- **TO DO**
Which of the lines below holds the string "small"? Copy every line that does.

- **DATA FOR REVIEW**

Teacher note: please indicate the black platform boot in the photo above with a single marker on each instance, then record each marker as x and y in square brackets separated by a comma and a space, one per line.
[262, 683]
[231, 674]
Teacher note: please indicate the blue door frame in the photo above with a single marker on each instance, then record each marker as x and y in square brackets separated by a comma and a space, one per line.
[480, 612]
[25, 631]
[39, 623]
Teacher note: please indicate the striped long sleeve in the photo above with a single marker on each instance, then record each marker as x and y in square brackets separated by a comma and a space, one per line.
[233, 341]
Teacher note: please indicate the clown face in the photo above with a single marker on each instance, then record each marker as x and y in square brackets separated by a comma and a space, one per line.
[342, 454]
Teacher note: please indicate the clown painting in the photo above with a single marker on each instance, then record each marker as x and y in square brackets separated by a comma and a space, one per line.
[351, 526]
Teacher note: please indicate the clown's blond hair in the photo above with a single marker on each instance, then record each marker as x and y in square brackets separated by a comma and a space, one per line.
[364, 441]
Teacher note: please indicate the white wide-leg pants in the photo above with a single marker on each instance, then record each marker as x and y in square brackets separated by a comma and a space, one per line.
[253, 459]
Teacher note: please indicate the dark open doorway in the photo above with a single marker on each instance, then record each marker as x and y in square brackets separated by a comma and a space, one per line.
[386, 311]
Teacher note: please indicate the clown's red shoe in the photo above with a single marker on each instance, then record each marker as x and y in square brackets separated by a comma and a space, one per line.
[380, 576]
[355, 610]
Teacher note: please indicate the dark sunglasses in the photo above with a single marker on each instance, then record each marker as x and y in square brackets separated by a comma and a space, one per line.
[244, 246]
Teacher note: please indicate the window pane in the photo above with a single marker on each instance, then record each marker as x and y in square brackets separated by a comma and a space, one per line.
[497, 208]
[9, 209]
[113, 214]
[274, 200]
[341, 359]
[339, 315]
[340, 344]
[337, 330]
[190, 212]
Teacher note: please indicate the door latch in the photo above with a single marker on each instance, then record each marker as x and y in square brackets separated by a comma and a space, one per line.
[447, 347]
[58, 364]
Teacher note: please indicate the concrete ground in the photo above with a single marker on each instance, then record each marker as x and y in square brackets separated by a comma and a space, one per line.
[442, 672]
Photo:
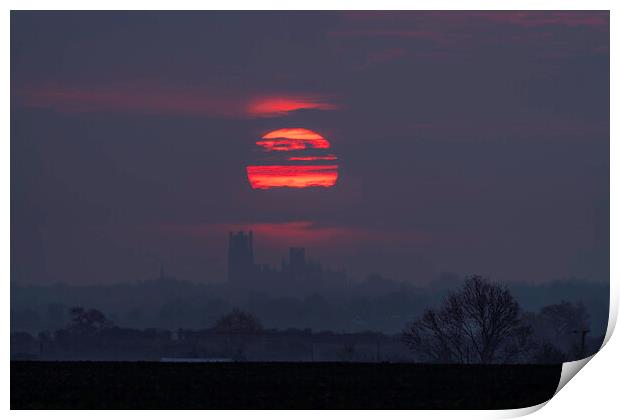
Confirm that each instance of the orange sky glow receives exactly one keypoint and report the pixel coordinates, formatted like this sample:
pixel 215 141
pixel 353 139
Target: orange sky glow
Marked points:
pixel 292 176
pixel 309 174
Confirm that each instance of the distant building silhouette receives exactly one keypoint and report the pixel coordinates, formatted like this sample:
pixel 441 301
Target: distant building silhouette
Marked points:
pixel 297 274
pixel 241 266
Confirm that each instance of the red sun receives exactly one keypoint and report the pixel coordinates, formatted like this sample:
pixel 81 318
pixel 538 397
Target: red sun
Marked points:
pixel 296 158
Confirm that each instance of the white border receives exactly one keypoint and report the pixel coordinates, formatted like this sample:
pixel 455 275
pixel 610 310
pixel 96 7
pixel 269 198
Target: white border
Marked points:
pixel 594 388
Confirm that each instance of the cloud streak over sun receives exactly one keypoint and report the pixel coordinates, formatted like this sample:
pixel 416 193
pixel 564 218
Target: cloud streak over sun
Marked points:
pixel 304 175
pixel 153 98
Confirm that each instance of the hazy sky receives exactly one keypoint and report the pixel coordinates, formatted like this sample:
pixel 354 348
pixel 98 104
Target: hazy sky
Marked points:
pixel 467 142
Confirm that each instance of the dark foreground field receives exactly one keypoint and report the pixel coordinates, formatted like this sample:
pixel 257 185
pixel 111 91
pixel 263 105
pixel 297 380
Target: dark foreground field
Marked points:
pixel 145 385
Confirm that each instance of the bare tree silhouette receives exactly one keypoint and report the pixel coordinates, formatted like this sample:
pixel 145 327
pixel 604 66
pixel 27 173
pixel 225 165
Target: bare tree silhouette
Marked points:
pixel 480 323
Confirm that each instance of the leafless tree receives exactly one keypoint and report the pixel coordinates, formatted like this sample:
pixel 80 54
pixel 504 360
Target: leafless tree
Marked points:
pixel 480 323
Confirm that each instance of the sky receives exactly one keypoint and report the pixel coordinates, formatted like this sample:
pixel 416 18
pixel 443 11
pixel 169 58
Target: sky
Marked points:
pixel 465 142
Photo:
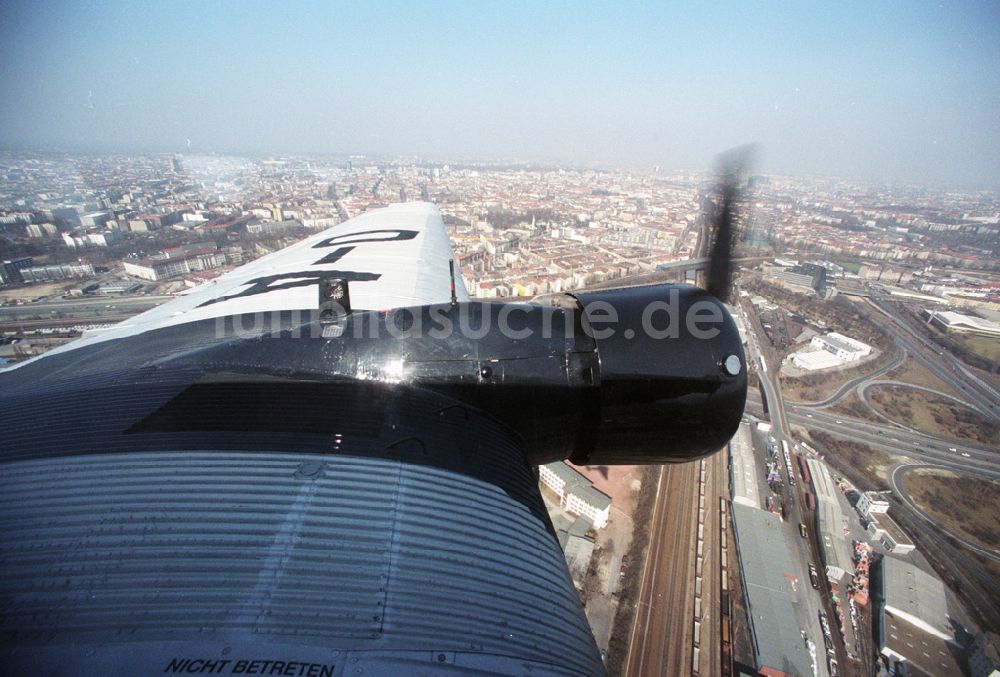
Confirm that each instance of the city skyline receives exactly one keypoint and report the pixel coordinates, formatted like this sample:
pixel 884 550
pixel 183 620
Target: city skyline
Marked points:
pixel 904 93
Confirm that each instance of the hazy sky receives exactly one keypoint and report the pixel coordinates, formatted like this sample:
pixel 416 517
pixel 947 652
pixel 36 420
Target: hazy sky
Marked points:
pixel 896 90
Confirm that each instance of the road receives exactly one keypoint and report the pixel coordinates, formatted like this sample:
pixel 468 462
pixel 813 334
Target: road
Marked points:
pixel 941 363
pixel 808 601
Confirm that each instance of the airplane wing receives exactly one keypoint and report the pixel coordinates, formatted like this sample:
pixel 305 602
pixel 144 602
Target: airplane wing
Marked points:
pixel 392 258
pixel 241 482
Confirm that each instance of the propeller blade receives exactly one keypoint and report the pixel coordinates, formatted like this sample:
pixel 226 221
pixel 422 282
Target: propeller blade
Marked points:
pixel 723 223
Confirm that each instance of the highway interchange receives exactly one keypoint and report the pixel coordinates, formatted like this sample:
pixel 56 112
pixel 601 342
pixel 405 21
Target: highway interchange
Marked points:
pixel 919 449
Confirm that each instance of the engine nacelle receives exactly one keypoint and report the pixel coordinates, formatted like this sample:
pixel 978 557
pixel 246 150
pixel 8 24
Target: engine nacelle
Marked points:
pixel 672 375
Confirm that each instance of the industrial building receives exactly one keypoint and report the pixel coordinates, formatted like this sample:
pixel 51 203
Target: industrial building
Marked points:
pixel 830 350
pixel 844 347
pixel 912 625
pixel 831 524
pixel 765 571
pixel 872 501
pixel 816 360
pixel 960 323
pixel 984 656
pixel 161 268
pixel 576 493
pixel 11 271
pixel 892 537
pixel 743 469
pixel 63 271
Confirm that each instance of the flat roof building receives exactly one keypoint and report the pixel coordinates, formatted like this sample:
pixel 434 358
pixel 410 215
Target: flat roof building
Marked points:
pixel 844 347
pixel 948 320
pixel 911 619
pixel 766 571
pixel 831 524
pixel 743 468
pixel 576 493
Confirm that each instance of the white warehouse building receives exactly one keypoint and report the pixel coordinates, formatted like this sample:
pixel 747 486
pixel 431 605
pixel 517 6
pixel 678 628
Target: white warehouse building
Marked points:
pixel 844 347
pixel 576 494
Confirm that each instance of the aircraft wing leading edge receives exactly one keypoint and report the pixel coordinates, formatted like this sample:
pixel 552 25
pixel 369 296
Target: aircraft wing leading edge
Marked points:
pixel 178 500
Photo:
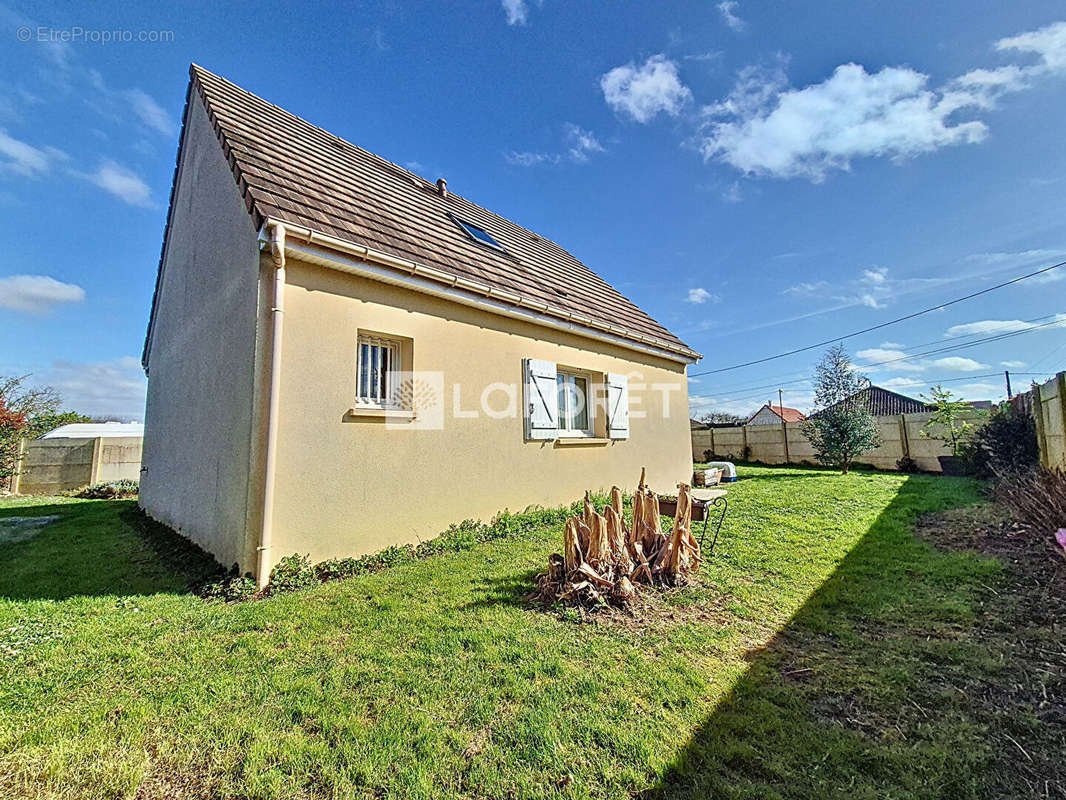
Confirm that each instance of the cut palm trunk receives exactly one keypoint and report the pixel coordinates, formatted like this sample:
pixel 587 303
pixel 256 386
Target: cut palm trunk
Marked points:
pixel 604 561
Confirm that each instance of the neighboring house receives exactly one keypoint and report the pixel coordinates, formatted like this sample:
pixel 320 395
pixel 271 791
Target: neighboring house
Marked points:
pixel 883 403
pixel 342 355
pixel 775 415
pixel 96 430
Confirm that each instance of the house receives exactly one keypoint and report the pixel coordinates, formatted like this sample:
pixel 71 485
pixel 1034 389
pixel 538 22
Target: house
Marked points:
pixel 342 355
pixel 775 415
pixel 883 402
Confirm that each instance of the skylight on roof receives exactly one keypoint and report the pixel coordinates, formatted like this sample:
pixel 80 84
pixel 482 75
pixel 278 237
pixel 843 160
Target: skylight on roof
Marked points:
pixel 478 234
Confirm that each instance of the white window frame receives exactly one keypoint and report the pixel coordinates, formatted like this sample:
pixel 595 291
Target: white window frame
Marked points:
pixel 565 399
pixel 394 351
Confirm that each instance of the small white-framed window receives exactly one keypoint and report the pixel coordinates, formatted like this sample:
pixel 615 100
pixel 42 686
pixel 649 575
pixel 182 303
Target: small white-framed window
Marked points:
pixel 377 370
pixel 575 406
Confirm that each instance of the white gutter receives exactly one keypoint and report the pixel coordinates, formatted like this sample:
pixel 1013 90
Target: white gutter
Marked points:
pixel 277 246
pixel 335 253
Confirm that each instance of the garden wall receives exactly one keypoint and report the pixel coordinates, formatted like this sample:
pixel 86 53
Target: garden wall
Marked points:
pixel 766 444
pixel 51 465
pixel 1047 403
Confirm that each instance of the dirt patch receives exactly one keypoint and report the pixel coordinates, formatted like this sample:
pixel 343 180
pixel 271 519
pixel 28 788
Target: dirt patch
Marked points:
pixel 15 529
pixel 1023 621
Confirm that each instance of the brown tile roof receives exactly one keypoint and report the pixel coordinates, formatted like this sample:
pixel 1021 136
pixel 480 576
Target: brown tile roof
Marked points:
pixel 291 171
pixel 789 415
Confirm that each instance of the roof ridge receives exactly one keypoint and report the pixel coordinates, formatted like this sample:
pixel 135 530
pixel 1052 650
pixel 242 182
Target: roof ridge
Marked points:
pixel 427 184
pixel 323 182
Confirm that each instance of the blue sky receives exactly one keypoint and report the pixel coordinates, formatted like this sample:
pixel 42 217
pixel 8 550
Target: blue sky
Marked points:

- **YOUR SOLUTION**
Confirm that each instance of the small white-framed window receives exactly one keypoint and report the pixel coordinates, formatted like this sample:
Target: small white-framed window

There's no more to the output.